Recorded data
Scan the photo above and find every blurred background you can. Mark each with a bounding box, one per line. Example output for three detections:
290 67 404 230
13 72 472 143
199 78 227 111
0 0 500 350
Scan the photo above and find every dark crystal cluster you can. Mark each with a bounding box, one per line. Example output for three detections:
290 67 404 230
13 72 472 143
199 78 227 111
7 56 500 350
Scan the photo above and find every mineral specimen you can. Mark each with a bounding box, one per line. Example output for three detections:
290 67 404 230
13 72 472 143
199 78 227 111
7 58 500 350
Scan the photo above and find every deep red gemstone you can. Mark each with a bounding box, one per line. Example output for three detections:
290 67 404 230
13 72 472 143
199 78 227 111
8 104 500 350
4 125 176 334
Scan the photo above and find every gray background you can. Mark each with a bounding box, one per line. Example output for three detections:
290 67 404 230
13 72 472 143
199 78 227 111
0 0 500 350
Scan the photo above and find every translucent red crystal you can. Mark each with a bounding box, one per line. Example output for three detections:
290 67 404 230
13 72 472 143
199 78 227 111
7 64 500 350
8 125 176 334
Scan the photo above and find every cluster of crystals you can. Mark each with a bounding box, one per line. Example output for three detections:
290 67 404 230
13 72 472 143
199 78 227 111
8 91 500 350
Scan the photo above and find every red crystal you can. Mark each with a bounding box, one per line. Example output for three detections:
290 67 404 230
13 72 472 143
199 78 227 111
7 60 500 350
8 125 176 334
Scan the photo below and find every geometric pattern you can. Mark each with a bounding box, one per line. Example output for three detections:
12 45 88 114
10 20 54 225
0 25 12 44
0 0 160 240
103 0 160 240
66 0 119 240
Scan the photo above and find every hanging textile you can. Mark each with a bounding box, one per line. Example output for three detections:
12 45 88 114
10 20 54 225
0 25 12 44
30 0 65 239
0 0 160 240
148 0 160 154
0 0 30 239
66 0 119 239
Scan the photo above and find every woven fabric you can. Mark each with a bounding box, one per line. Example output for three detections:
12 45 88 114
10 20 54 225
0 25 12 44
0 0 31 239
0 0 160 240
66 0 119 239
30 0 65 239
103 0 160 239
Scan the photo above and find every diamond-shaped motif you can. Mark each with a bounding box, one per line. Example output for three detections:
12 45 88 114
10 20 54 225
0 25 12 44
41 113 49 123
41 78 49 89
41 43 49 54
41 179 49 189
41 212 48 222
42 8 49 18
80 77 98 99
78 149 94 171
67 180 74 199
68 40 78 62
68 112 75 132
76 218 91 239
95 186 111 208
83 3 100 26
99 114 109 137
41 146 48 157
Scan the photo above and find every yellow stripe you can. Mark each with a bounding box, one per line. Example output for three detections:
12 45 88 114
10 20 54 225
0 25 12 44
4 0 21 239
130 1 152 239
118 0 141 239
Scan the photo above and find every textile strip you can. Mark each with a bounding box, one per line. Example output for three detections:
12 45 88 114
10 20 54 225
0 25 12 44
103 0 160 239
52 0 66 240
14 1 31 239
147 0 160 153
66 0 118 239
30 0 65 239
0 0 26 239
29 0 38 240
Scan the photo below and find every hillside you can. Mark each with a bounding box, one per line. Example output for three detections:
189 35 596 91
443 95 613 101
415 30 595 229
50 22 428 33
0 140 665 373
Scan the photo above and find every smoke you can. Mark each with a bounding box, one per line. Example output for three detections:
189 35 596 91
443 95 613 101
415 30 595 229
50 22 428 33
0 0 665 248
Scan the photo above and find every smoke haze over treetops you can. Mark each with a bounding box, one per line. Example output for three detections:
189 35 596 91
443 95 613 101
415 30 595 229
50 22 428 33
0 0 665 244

The request :: Reproduce the entries from the start of the recorded data through the line containing "7 58 500 350", including that line, copying each line without any change.

Answer ::
Scan the photo above and find every blurred background you can. Mark each with a bounding box, one per line. Example output for three detections:
290 67 404 230
13 72 472 143
199 78 227 111
0 0 500 350
Scan the photo above and find every dark crystal cluster you can. Mark each with a bounding box, one per line. Example output for three detections:
290 67 404 230
13 72 472 143
199 78 227 111
7 56 500 350
Scan the photo above and find every mineral specimen you can. Mark each with a bounding box, one per line. Example output for three detections:
290 67 404 230
13 72 472 143
199 78 227 111
7 58 500 350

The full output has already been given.